'''
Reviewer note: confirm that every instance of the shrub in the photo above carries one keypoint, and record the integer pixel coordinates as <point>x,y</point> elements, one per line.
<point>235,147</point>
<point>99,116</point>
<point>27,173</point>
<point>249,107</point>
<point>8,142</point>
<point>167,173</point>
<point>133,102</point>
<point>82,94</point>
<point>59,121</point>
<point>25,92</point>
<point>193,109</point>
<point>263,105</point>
'''
» TASK TO CARRY OUT:
Above are some records. Print them all exactly.

» OUTPUT:
Reviewer note: confirm that every instance of the shrub in the photo above carries one keypoint, and record the integer pixel coordinates as <point>x,y</point> elements, one per line.
<point>235,147</point>
<point>99,116</point>
<point>27,173</point>
<point>249,107</point>
<point>8,142</point>
<point>167,173</point>
<point>133,102</point>
<point>82,94</point>
<point>59,121</point>
<point>25,92</point>
<point>193,109</point>
<point>263,105</point>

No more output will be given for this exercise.